§ Passage shown:
________

Adair I am taking it seriously but how would you suggest we figure it out?
If the switch is running fine now but locks up at some undetermined time if we look at it right now all is good and there is no way to determine anything from a properly functioning switch.
I have suggested the following:
First I would upgrade to v1.4.0rc12 and see if it happens again as there were changes that could affect large flat segments and fixes to UBNT Discovery and MAC tables.
If that does not help swap out the switch with a different one and see if the problem persists as this would indicate if it is a bad unit if the replacement unit does not do it.
If it still locks up after swapping then we need to look at your config, look at grounding, look at power and try and narrow it down.
I do not have any magic way to figure it out.
I have also explained that the only time I have ever run across a switch that locks up TIGHT was due to a power and grounding issue which I linked a post from last year above.
I am sure that a normal user would have blamed the switch with my problem but in the end it was grounding and a wire running between buildings/electric services.
I simply said I do not think your assessment of bandwidth having anything to do with it was probably not a factor.
You say you have 40 switches in service, are they ALL doing this? If not then it has to be something environmental with these 2 location or something differnt in the network configuration / type of traffic but I doubt this. OR a bad unit which can be tested by swapping it out.
When this happens have you attempted to use your console cable to verify it is a hard lock? If it is a hard lock the only thing that can cause that is an electrical issue or a bad unit. If you swap it out and it persists then we know it is not a bad unit.
Sometimes being a network technician is like being a detective.
But lets look at what we do know:
We know the switches can pass many GB of traffic so it is not a capacity issue.
There are 12K switches out there and a "couple" people having a "similar" problem, if this was a firmware issue or hardware design flaw everyone would have an issue not a couple people.
You yourself have 40+ switches yet only a problem with 2 locations.
We would love to help and or fix this but we need to narrow it down.
Dropping ports on new WS, what is wrong with my setup?
-
sirhc - Employee
- Posts: 7416
- Joined: Tue Apr 08, 2014 3:48 pm
- Location: Lancaster, PA
- Has thanked: 1608 times
- Been thanked: 1325 times
Re: Dropping ports on new WS, what is wrong with my setup?
Support is handled on the Forums not in Emails and PMs.
Before you ask a question use the Search function to see it has been answered before.
To do an Advanced Search click the magnifying glass in the Search Box.
To upload pictures click the Upload attachment link below the BLUE SUBMIT BUTTON.
Before you ask a question use the Search function to see it has been answered before.
To do an Advanced Search click the magnifying glass in the Search Box.
To upload pictures click the Upload attachment link below the BLUE SUBMIT BUTTON.
-
sirhc - Employee
- Posts: 7416
- Joined: Tue Apr 08, 2014 3:48 pm
- Location: Lancaster, PA
- Has thanked: 1608 times
- Been thanked: 1325 times
Re: Dropping ports on new WS, what is wrong with my setup?

________

§ Information given:
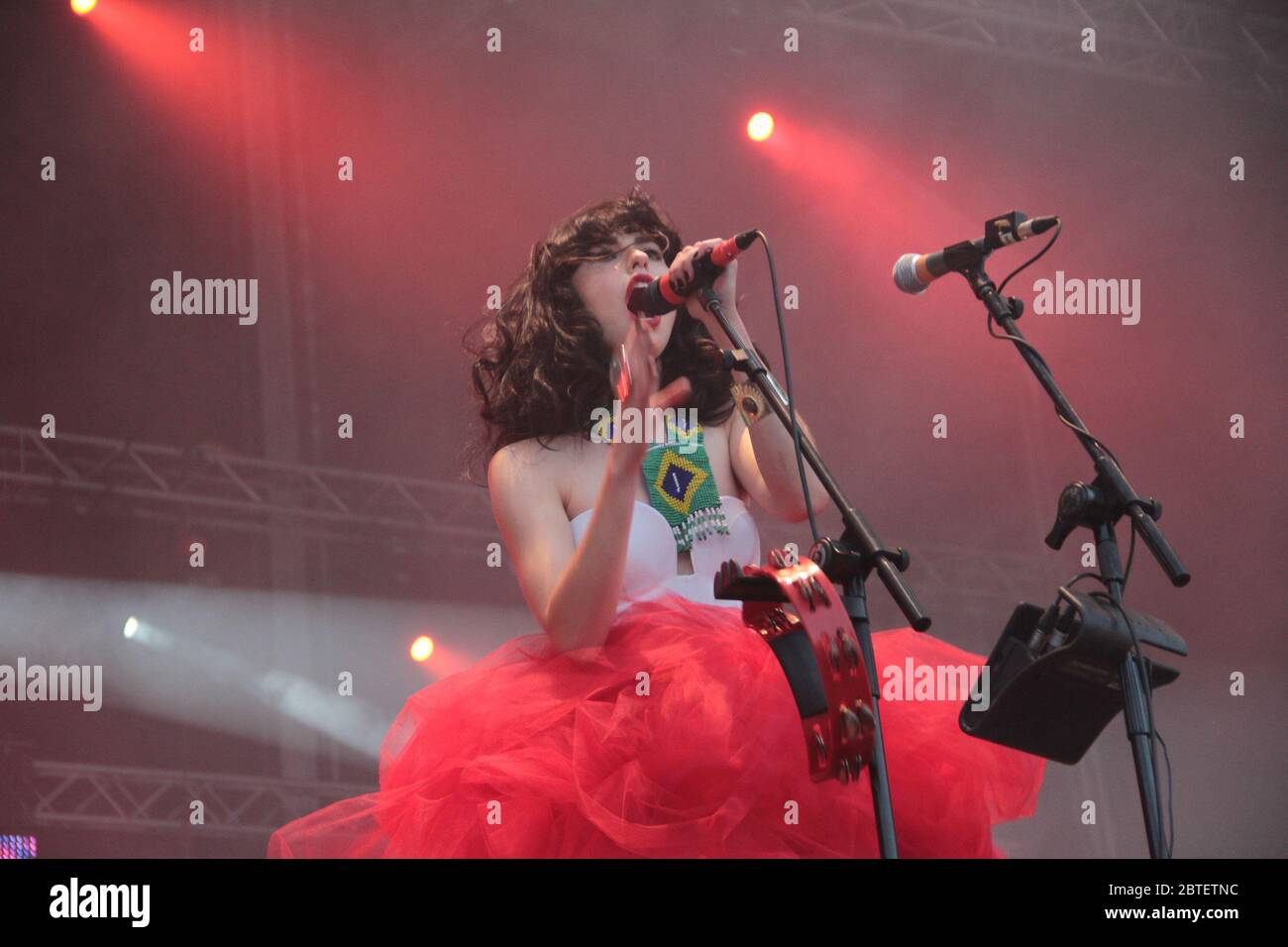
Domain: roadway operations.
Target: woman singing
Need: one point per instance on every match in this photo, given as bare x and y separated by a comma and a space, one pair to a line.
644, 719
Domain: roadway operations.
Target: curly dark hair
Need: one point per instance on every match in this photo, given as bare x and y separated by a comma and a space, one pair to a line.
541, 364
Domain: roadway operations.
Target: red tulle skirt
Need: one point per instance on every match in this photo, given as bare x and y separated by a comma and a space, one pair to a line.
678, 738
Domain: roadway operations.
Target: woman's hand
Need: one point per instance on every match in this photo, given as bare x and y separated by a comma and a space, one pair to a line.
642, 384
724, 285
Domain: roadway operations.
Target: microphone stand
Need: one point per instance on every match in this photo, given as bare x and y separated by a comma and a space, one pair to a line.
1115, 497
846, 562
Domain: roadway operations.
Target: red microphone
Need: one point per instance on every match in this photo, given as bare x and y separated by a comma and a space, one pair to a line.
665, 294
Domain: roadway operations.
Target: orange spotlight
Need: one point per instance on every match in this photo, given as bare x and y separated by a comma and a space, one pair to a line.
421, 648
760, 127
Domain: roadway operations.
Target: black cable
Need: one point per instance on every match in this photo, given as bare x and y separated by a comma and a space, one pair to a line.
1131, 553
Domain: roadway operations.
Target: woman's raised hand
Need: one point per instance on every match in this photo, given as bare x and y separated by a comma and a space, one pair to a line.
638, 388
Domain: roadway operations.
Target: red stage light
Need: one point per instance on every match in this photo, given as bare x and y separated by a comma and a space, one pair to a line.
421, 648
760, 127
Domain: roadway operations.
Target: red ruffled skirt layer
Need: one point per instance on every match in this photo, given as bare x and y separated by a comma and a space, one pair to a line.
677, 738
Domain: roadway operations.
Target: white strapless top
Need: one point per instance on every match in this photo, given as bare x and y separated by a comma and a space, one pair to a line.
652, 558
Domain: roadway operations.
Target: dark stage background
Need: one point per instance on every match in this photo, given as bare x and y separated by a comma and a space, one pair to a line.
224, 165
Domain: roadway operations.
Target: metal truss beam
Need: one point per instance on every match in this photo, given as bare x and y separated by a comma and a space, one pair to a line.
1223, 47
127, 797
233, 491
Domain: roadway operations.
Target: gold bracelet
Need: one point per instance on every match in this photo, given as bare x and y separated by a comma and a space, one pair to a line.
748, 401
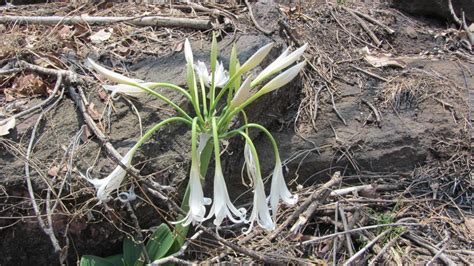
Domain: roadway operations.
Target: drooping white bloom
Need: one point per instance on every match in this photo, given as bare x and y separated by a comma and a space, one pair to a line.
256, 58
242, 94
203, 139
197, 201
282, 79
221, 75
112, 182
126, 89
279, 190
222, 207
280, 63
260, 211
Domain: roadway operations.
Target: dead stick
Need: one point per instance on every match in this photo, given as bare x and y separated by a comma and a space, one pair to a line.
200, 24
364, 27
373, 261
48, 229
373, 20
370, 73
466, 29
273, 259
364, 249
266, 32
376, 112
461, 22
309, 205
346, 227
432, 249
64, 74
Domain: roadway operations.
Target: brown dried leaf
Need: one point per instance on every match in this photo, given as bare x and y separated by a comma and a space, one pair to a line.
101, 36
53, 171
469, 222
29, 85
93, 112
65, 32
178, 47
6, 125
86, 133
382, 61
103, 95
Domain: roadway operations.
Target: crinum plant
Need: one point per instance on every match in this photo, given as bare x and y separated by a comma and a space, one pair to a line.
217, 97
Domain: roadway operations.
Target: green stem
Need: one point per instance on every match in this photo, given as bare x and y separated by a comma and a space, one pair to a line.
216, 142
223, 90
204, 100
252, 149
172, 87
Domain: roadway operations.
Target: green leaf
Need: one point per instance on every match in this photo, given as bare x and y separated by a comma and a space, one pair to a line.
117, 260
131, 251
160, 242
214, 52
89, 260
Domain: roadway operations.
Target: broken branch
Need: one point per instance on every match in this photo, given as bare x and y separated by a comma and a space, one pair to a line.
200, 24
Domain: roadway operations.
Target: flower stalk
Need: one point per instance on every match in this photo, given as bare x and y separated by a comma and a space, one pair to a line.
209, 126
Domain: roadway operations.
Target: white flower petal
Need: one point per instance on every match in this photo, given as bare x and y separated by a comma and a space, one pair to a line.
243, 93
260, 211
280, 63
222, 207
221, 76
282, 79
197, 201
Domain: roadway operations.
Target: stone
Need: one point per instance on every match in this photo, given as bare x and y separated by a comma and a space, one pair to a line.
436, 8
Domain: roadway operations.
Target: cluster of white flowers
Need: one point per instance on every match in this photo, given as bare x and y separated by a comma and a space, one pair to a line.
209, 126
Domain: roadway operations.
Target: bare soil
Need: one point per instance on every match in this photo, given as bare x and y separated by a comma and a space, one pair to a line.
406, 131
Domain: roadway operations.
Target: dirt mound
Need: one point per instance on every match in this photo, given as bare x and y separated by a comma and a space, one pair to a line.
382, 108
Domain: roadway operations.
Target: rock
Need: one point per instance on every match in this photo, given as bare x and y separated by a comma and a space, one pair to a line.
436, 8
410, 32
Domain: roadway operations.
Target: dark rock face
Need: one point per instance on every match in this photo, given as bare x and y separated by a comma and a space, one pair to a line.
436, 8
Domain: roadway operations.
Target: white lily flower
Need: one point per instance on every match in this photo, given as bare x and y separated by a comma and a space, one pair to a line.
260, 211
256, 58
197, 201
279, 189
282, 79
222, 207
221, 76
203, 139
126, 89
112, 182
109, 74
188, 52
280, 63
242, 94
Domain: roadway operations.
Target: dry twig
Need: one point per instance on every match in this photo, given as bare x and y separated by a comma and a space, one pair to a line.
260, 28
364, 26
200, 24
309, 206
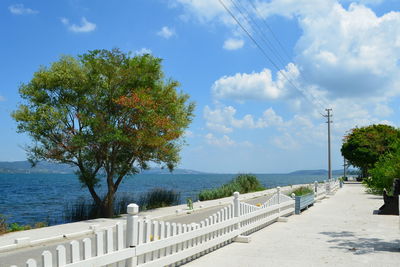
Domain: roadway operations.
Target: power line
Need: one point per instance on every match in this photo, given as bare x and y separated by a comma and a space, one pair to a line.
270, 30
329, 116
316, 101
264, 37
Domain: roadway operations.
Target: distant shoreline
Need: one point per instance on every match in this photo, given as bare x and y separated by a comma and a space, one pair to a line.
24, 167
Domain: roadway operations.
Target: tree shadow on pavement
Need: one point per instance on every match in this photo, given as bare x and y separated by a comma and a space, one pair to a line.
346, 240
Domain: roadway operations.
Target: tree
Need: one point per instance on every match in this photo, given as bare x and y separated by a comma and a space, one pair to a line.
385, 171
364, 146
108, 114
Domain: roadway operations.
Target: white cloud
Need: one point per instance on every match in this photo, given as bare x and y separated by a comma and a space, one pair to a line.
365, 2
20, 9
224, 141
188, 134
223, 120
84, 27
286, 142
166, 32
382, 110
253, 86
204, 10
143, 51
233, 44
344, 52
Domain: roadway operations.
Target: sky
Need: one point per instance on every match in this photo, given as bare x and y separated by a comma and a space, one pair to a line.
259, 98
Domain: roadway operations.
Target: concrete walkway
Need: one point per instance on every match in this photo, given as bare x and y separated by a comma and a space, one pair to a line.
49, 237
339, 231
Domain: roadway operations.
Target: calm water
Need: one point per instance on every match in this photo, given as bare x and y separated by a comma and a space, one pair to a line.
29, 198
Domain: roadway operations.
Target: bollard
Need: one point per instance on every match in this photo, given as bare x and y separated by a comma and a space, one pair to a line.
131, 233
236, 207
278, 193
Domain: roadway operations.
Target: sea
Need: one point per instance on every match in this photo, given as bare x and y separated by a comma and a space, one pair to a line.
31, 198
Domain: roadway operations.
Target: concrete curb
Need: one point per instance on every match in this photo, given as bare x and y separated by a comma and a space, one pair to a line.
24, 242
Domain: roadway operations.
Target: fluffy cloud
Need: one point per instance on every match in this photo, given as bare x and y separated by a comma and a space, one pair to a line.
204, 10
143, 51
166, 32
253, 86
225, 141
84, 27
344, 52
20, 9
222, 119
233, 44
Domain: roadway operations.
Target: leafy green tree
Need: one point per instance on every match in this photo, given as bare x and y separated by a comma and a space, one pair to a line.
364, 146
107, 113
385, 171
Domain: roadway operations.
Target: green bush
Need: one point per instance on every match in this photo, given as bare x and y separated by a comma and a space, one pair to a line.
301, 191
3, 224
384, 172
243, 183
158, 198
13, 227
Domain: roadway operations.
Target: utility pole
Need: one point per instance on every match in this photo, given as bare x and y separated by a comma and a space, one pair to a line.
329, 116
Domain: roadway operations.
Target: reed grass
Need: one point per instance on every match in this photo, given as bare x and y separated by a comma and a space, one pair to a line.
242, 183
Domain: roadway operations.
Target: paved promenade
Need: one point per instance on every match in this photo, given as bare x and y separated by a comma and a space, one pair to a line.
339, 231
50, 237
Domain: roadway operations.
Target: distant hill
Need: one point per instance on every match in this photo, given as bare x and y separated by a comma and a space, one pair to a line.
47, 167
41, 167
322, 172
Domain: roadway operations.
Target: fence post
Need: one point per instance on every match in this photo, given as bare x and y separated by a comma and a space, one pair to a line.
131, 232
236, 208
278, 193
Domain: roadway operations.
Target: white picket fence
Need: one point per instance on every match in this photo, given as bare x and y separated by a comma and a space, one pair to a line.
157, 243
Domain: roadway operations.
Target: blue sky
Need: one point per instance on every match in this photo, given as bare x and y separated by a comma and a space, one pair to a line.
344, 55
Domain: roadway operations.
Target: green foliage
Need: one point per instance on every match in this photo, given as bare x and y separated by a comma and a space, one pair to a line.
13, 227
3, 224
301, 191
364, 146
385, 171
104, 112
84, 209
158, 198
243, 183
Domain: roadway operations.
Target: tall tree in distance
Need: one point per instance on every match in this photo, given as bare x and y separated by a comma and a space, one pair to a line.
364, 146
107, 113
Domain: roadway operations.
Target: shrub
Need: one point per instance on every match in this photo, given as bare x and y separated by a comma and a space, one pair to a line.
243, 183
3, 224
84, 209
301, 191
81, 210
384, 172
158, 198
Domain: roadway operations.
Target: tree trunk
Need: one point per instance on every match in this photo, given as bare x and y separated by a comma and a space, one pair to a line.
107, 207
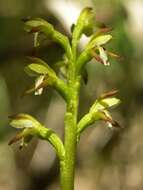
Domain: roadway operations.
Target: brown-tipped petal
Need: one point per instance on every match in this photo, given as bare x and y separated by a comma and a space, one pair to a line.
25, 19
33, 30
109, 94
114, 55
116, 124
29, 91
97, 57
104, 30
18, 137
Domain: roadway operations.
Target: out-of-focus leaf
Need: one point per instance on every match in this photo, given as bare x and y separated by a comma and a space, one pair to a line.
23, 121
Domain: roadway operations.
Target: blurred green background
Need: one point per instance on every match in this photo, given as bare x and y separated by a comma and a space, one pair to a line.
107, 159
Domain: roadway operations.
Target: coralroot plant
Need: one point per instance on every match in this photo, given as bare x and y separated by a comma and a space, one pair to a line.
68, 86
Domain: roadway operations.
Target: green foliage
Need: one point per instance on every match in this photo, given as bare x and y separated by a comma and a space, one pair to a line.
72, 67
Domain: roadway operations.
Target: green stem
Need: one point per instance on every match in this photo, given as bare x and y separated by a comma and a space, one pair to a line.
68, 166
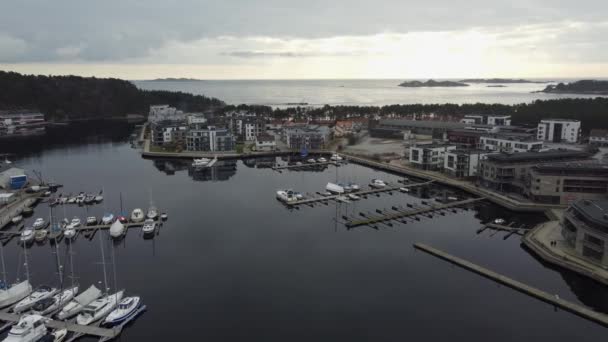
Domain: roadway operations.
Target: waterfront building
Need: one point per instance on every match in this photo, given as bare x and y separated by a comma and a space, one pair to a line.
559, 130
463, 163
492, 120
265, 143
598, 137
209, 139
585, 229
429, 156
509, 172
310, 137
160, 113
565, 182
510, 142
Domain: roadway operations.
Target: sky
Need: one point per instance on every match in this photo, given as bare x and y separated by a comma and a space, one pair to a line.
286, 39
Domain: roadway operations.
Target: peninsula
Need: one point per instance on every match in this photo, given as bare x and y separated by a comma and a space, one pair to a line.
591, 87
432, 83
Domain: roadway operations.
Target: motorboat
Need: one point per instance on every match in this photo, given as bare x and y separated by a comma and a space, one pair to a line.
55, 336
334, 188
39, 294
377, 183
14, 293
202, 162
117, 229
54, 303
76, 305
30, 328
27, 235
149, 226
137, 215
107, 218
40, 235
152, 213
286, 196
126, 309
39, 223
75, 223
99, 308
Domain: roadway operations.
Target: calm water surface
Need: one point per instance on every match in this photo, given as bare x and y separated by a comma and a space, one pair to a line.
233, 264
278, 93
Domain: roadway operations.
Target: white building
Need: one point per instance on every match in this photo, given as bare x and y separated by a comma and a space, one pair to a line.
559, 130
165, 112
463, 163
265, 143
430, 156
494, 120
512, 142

________

§ Things to do:
(1) Answer from the forum thread:
(a) Which firmware version does the poster recommend upgrading to first?
(b) How many switches are said to be out there in total?
(c) Besides a bad unit, what is named as the only thing that can cause a hard lock?
(2) Reproduce the forum thread's text from "I am sure that" up to and including "swapping it out.".
The rows come from a separate source that has no connection to the forum thread.

§ Your responses:
(1)
(a) v1.4.0rc12
(b) 12K
(c) An electrical issue

(2)
I am sure that a normal user would have blamed the switch with my problem but in the end it was grounding and a wire running between buildings/electric services.
I simply said I do not think your assessment of bandwidth having anything to do with it was probably not a factor.
You say you have 40 switches in service, are they ALL doing this? If not then it has to be something environmental with these 2 location or something differnt in the network configuration / type of traffic but I doubt this. OR a bad unit which can be tested by swapping it out.